Exercise brief: Pictures excluded, copy all of the data below exactly.

[Stored items]
-*-*-

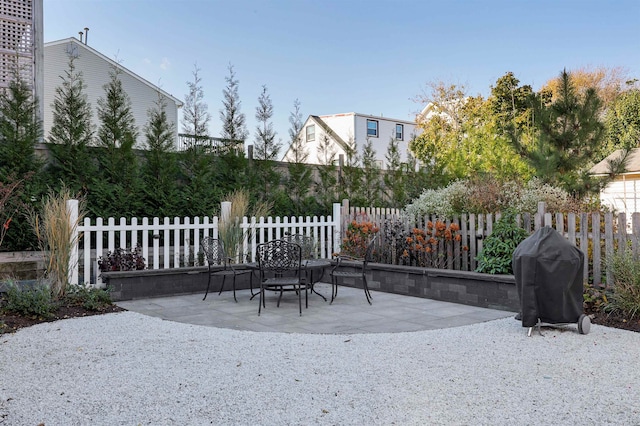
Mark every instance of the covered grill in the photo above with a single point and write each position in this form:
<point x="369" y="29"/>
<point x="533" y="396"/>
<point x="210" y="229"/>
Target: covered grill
<point x="548" y="275"/>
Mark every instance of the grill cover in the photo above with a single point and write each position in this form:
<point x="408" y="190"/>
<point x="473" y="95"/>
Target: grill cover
<point x="548" y="274"/>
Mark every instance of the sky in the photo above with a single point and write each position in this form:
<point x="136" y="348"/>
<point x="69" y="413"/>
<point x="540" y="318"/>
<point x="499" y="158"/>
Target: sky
<point x="337" y="56"/>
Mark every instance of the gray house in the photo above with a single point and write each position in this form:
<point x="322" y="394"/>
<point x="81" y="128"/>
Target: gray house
<point x="95" y="68"/>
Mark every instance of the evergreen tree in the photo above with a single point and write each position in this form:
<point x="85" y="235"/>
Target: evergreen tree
<point x="327" y="179"/>
<point x="372" y="189"/>
<point x="160" y="170"/>
<point x="20" y="131"/>
<point x="300" y="178"/>
<point x="195" y="117"/>
<point x="72" y="132"/>
<point x="233" y="121"/>
<point x="197" y="164"/>
<point x="266" y="148"/>
<point x="568" y="133"/>
<point x="351" y="174"/>
<point x="118" y="189"/>
<point x="394" y="182"/>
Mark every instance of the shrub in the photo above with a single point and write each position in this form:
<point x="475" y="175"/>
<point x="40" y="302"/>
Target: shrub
<point x="624" y="295"/>
<point x="358" y="236"/>
<point x="433" y="247"/>
<point x="29" y="301"/>
<point x="497" y="250"/>
<point x="122" y="260"/>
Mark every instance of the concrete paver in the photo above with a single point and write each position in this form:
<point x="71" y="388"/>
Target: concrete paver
<point x="349" y="314"/>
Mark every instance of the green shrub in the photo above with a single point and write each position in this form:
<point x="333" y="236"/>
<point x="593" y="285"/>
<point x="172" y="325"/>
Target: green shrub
<point x="91" y="298"/>
<point x="30" y="301"/>
<point x="497" y="251"/>
<point x="624" y="296"/>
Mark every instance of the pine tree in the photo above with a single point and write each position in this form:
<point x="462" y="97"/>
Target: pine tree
<point x="160" y="170"/>
<point x="72" y="132"/>
<point x="327" y="179"/>
<point x="195" y="117"/>
<point x="394" y="182"/>
<point x="266" y="147"/>
<point x="372" y="189"/>
<point x="118" y="187"/>
<point x="20" y="131"/>
<point x="568" y="132"/>
<point x="233" y="121"/>
<point x="300" y="179"/>
<point x="351" y="174"/>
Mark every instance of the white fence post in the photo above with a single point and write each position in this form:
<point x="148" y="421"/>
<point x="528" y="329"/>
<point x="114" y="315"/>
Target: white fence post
<point x="337" y="227"/>
<point x="72" y="209"/>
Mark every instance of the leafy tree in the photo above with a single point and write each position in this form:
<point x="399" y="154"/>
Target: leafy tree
<point x="300" y="179"/>
<point x="160" y="171"/>
<point x="233" y="121"/>
<point x="118" y="187"/>
<point x="20" y="131"/>
<point x="72" y="132"/>
<point x="195" y="115"/>
<point x="510" y="103"/>
<point x="567" y="134"/>
<point x="623" y="122"/>
<point x="462" y="137"/>
<point x="372" y="187"/>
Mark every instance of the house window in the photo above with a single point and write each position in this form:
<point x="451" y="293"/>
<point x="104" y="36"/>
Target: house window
<point x="311" y="133"/>
<point x="372" y="128"/>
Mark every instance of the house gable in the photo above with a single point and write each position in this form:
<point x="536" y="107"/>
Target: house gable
<point x="95" y="68"/>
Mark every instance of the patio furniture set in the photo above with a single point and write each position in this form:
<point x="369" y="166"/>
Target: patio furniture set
<point x="285" y="265"/>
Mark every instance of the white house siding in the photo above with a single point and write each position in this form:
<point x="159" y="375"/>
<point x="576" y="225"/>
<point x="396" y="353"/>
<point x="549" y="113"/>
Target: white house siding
<point x="623" y="195"/>
<point x="354" y="126"/>
<point x="95" y="70"/>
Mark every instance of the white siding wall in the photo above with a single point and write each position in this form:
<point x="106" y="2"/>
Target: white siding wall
<point x="95" y="72"/>
<point x="623" y="196"/>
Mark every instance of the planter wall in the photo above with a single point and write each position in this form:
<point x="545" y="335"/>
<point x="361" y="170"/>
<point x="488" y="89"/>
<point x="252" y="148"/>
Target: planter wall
<point x="129" y="285"/>
<point x="469" y="288"/>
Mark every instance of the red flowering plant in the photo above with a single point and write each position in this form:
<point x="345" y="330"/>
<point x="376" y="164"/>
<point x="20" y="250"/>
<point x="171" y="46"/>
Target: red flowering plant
<point x="358" y="236"/>
<point x="432" y="247"/>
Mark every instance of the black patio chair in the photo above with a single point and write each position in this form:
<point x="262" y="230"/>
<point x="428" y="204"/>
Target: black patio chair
<point x="280" y="264"/>
<point x="306" y="242"/>
<point x="216" y="256"/>
<point x="360" y="272"/>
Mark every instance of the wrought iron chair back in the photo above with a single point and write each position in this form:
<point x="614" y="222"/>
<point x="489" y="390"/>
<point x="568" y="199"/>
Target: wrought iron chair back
<point x="306" y="242"/>
<point x="216" y="256"/>
<point x="280" y="264"/>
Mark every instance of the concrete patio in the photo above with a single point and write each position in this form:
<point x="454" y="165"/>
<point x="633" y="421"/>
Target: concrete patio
<point x="349" y="314"/>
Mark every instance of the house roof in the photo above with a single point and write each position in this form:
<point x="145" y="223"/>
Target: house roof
<point x="74" y="40"/>
<point x="328" y="130"/>
<point x="632" y="164"/>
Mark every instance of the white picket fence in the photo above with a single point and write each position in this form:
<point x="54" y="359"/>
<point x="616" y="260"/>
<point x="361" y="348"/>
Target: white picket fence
<point x="167" y="243"/>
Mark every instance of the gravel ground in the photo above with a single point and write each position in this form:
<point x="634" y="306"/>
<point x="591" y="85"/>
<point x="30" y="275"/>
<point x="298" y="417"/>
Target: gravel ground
<point x="130" y="369"/>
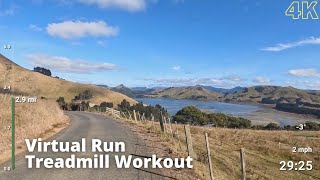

-*-*-

Response area:
Mark every instance of the covered grill in the photo above with a single point and write each position in this form:
<point x="369" y="29"/>
<point x="533" y="396"/>
<point x="210" y="229"/>
Target: covered grill
<point x="548" y="275"/>
Mark every instance of the grill cover in the photo above with a single point and write each position in this form:
<point x="408" y="190"/>
<point x="473" y="95"/>
Target: grill cover
<point x="548" y="274"/>
Mark every instance of the sky in the photo above with a single point and write each position in this form:
<point x="136" y="348"/>
<point x="69" y="413"/>
<point x="540" y="318"/>
<point x="499" y="158"/>
Target: sky
<point x="337" y="56"/>
Mark every instance of the gray house in the photo above with a single point and write each position in this form:
<point x="322" y="394"/>
<point x="81" y="128"/>
Target: gray house
<point x="95" y="68"/>
Mark every instance of the evergreen tree in the photo above with a single point and write each position in this form:
<point x="85" y="235"/>
Target: evergreen tree
<point x="327" y="179"/>
<point x="372" y="189"/>
<point x="160" y="170"/>
<point x="20" y="131"/>
<point x="300" y="178"/>
<point x="195" y="117"/>
<point x="72" y="132"/>
<point x="233" y="121"/>
<point x="197" y="164"/>
<point x="266" y="148"/>
<point x="568" y="133"/>
<point x="351" y="174"/>
<point x="118" y="189"/>
<point x="394" y="182"/>
Mark every instance of the shrub in the photo above with a single point and write each position in this form:
<point x="475" y="175"/>
<point x="40" y="302"/>
Target: shrub
<point x="624" y="295"/>
<point x="358" y="236"/>
<point x="433" y="247"/>
<point x="29" y="301"/>
<point x="497" y="250"/>
<point x="122" y="260"/>
Mark every instance of the concrete paver in the photo above with a single point and write each position in this form:
<point x="71" y="388"/>
Target: concrete paver
<point x="349" y="314"/>
Mark every instance of the green shrub in the photo above with a single point and write each position in this form:
<point x="333" y="236"/>
<point x="593" y="285"/>
<point x="172" y="325"/>
Target: green shrub
<point x="91" y="298"/>
<point x="30" y="301"/>
<point x="497" y="251"/>
<point x="624" y="296"/>
Mark every instance of the pine tree in the photo above with a single point and write each position in this form:
<point x="462" y="97"/>
Target: pine tree
<point x="160" y="170"/>
<point x="72" y="132"/>
<point x="327" y="179"/>
<point x="195" y="117"/>
<point x="394" y="182"/>
<point x="266" y="147"/>
<point x="372" y="189"/>
<point x="118" y="187"/>
<point x="20" y="131"/>
<point x="568" y="132"/>
<point x="233" y="121"/>
<point x="300" y="179"/>
<point x="351" y="174"/>
Mark every instance of the white fence post in the photo above with a single point and write each position in this form:
<point x="148" y="421"/>
<point x="528" y="329"/>
<point x="114" y="315"/>
Target: white fence post
<point x="337" y="227"/>
<point x="72" y="209"/>
Mark every instance of the leafy tree in the photo above with a single point and write each position in this form:
<point x="399" y="154"/>
Target: leafy tree
<point x="300" y="179"/>
<point x="160" y="171"/>
<point x="233" y="121"/>
<point x="118" y="187"/>
<point x="20" y="131"/>
<point x="72" y="132"/>
<point x="195" y="115"/>
<point x="510" y="103"/>
<point x="567" y="134"/>
<point x="623" y="122"/>
<point x="462" y="137"/>
<point x="372" y="187"/>
Mark every instance of the house window in the photo above with a single point and write each position in this form:
<point x="451" y="293"/>
<point x="104" y="36"/>
Target: house window
<point x="311" y="133"/>
<point x="372" y="128"/>
Mark every instance of the house gable in the photo above with a single point and write each position in this form:
<point x="536" y="107"/>
Target: house gable
<point x="95" y="68"/>
Mark every instance of the patio furniture set in the photo above with a single point and write each position in this form:
<point x="369" y="166"/>
Target: patio furniture set
<point x="285" y="265"/>
Mark every instance of the white house siding in the photo above with a single point and write each position in this form:
<point x="159" y="375"/>
<point x="576" y="225"/>
<point x="396" y="353"/>
<point x="549" y="113"/>
Target: white house siding
<point x="623" y="195"/>
<point x="354" y="126"/>
<point x="95" y="70"/>
Mark every instance of the white siding wall in the photo above with a single point and write each position in this form:
<point x="106" y="2"/>
Target: white siding wall
<point x="95" y="72"/>
<point x="623" y="196"/>
Mark every instance of the planter wall in the photo above with a single point and write each position in this form:
<point x="545" y="335"/>
<point x="361" y="170"/>
<point x="488" y="89"/>
<point x="252" y="148"/>
Target: planter wall
<point x="129" y="285"/>
<point x="469" y="288"/>
Mark every instance of the red flowering plant in the photo above with a single point and write each position in this form:
<point x="345" y="330"/>
<point x="376" y="164"/>
<point x="20" y="250"/>
<point x="171" y="46"/>
Target: red flowering plant
<point x="358" y="236"/>
<point x="432" y="247"/>
Mark every instance of the black patio chair in the photo above with a single point and write each position in this form:
<point x="262" y="230"/>
<point x="428" y="204"/>
Target: black patio chair
<point x="280" y="264"/>
<point x="306" y="242"/>
<point x="216" y="256"/>
<point x="360" y="272"/>
Mark every instance of the wrought iron chair back in the photo above with a single point and write each position in this form:
<point x="614" y="222"/>
<point x="489" y="390"/>
<point x="568" y="199"/>
Target: wrought iron chair back
<point x="306" y="242"/>
<point x="216" y="256"/>
<point x="280" y="264"/>
Mark every instance of the concrete patio in the photo above with a single point and write each position in this form:
<point x="454" y="165"/>
<point x="633" y="421"/>
Target: concrete patio
<point x="349" y="314"/>
Mark every instance of the house roof in the photo above with a single point and write each position in this form:
<point x="145" y="223"/>
Target: house roof
<point x="74" y="40"/>
<point x="328" y="130"/>
<point x="632" y="164"/>
Mark every instance of the white picket fence in the photo above with a single point and write each position in this form:
<point x="54" y="359"/>
<point x="616" y="260"/>
<point x="361" y="348"/>
Target: white picket fence
<point x="167" y="243"/>
Mark every instance of the gravel ground in the photo above with a single point and write each position in this form:
<point x="634" y="306"/>
<point x="591" y="85"/>
<point x="30" y="275"/>
<point x="298" y="417"/>
Target: gravel ground
<point x="130" y="369"/>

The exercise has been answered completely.